All lines from the one containing "white textured ceiling?" to the end of the entries below must be output exactly, and no other lines.

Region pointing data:

* * *

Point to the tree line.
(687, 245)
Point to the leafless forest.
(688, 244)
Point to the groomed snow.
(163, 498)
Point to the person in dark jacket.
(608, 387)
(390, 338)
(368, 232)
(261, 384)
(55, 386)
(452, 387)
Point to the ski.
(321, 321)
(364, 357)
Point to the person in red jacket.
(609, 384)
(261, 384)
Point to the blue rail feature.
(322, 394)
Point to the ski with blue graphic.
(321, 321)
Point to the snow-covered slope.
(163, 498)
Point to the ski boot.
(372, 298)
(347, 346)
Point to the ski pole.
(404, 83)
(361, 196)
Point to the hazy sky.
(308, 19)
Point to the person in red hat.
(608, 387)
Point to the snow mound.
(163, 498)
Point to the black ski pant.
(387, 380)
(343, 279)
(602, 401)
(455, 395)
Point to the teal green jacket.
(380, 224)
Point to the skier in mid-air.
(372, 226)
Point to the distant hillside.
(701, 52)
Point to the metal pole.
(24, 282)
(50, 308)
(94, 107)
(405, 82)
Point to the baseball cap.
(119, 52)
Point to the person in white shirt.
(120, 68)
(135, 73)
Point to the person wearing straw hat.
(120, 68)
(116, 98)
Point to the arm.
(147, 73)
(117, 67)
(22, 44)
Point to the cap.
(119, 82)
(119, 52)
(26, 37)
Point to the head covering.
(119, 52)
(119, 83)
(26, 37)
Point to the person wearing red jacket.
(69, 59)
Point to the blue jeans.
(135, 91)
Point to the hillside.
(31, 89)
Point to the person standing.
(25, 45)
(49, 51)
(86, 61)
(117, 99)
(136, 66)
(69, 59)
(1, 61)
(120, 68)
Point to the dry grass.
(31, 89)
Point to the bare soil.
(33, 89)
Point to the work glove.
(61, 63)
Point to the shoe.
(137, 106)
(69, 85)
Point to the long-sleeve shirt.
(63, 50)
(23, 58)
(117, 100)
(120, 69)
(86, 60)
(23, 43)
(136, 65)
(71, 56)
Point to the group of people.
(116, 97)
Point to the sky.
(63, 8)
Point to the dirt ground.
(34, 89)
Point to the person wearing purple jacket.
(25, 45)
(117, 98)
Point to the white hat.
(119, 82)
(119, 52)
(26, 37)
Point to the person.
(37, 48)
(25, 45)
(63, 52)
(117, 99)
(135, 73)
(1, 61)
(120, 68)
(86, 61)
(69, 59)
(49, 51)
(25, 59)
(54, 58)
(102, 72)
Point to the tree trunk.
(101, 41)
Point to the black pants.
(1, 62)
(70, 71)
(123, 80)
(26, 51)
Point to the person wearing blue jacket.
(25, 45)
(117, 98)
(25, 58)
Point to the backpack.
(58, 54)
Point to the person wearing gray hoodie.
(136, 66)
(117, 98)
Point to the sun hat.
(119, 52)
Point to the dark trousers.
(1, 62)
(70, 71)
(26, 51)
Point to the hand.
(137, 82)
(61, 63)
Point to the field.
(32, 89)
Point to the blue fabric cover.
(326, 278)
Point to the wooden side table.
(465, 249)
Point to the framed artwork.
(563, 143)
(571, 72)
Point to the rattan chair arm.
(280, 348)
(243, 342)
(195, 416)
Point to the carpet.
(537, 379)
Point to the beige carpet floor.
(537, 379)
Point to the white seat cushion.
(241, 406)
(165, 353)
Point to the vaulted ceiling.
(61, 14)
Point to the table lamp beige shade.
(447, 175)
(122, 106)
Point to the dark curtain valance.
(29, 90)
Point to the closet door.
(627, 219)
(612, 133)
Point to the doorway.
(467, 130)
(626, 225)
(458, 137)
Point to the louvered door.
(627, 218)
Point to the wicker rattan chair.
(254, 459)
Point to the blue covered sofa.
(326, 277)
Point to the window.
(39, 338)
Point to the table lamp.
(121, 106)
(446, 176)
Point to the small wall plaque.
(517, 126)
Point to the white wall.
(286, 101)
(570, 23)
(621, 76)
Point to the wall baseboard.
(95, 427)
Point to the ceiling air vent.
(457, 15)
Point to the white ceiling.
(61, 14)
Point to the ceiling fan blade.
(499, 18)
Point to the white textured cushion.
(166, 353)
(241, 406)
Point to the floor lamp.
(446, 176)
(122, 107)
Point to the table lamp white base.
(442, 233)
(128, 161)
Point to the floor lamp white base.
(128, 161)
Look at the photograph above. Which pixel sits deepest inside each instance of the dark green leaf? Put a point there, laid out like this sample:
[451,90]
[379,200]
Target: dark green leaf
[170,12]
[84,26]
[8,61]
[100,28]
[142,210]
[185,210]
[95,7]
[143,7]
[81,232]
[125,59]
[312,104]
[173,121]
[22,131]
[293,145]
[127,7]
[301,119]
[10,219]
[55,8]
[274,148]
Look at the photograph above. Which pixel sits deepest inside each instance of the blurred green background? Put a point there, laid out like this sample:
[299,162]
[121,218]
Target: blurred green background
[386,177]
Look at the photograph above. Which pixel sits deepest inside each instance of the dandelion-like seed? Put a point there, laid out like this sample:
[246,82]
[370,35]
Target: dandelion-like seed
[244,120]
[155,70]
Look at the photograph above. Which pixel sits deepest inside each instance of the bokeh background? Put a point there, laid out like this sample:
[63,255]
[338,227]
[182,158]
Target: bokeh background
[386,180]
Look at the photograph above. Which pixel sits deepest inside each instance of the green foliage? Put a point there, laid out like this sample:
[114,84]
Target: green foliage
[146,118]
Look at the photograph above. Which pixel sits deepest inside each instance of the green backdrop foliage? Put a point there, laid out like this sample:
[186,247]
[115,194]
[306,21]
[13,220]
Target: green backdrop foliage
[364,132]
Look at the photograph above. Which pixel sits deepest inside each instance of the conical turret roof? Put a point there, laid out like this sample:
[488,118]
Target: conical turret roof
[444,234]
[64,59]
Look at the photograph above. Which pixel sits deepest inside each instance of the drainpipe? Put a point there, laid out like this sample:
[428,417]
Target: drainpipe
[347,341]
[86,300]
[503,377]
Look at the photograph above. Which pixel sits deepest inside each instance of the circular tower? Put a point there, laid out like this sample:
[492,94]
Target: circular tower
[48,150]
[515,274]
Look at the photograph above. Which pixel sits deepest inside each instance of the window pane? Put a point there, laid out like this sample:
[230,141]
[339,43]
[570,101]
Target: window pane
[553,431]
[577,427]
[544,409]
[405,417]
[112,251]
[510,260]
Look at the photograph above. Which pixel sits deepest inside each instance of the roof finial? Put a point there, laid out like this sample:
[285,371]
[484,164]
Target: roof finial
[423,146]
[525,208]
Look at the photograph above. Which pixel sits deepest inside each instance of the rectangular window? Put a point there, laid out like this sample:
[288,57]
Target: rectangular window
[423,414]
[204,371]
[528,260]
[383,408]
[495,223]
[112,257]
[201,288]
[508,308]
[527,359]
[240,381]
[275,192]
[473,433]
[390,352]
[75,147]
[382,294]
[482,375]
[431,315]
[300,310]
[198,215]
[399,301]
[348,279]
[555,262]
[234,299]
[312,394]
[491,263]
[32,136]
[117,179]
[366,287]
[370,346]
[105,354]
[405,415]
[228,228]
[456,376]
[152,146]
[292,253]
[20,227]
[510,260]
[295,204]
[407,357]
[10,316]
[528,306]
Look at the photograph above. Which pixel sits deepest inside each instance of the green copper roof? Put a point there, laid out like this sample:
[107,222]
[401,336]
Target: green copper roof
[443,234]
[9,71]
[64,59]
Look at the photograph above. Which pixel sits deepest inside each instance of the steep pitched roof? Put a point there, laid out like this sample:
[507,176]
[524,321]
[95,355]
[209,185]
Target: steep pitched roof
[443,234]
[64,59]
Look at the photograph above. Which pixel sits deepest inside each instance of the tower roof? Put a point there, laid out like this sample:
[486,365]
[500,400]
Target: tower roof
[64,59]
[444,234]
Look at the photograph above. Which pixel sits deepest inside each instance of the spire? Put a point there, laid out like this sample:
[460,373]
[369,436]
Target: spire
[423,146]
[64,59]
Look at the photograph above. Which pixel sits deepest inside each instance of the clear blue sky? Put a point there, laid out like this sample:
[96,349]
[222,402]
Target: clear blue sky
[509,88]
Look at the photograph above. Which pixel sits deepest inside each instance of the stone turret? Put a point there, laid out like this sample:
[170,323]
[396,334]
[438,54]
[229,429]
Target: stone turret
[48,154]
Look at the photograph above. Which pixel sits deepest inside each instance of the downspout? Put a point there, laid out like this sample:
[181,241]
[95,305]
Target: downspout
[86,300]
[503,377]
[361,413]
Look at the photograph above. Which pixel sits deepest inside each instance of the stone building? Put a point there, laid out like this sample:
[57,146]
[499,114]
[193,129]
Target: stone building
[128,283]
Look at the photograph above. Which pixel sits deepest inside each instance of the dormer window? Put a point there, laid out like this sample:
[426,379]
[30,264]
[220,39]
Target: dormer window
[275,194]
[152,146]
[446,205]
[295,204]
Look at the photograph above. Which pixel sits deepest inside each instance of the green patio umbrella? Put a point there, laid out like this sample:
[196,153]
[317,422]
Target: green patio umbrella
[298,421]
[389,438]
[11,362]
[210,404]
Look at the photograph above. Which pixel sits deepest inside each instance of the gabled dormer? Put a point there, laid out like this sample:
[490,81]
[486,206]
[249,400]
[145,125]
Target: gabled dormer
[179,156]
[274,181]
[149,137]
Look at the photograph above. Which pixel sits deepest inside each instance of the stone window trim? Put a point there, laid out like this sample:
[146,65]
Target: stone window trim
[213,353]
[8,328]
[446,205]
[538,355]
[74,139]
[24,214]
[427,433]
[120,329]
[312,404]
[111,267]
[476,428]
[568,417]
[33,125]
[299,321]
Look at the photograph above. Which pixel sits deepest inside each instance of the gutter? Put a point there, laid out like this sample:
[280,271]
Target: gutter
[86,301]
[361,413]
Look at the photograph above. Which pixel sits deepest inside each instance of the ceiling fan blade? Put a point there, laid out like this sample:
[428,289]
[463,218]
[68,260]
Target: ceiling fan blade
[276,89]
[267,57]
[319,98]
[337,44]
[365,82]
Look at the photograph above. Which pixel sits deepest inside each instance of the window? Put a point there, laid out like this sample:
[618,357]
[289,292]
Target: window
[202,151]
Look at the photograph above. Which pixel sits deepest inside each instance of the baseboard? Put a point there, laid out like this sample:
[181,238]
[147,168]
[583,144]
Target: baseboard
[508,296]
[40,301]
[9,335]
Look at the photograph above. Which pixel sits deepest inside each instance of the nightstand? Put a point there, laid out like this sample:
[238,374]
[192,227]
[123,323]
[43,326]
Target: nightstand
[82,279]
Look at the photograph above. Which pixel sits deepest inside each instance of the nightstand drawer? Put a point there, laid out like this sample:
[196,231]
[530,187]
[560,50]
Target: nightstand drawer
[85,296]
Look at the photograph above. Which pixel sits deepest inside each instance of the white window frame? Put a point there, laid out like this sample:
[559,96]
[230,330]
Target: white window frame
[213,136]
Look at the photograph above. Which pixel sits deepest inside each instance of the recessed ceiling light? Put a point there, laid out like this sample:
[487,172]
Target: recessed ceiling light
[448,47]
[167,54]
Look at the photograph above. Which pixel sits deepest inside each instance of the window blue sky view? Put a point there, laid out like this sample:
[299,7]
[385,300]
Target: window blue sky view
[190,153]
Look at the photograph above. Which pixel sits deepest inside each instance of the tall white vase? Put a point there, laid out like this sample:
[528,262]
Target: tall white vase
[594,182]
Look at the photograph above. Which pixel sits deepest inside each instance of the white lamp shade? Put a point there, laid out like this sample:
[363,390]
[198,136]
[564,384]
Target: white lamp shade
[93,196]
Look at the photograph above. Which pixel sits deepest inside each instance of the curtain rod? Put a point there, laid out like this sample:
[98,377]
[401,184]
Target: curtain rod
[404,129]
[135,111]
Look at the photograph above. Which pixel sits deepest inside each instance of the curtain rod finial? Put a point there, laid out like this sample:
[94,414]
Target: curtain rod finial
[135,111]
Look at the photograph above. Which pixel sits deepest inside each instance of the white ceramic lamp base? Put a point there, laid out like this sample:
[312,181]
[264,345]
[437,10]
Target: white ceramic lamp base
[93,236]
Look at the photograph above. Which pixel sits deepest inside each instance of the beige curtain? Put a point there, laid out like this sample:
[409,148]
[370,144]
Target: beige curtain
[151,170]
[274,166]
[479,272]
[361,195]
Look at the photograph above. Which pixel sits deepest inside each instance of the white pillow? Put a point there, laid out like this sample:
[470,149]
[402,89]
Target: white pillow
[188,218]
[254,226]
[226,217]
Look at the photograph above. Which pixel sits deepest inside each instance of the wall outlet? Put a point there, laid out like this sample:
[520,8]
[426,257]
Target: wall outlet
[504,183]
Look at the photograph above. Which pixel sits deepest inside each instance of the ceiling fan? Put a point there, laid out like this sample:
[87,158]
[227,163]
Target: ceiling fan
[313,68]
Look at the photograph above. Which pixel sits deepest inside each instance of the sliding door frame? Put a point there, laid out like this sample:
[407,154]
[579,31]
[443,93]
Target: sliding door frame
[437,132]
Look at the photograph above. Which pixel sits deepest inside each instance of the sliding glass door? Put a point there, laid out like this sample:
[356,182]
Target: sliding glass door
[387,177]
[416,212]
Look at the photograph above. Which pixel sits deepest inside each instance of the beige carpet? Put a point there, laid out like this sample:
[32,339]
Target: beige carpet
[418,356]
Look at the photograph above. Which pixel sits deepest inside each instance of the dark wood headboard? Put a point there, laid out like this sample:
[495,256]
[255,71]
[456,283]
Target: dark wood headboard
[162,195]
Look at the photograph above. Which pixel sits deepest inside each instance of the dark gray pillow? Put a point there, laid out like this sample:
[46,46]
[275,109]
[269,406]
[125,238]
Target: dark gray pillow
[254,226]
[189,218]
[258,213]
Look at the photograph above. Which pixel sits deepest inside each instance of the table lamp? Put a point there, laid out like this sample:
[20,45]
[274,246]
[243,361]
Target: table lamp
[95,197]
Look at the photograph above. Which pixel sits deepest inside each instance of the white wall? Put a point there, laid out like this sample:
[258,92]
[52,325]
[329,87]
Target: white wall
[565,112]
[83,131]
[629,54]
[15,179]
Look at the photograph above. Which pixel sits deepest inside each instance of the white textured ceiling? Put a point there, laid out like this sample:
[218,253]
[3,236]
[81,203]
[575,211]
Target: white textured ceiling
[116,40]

* * *

▶ **OUTPUT OF THE EXERCISE**:
Look at the photograph above. Which pixel sits deepest inside each instance of the white textured ceiling? Put a point there, laid out like this sample:
[218,253]
[3,236]
[81,203]
[575,211]
Target: white textured ceiling
[116,40]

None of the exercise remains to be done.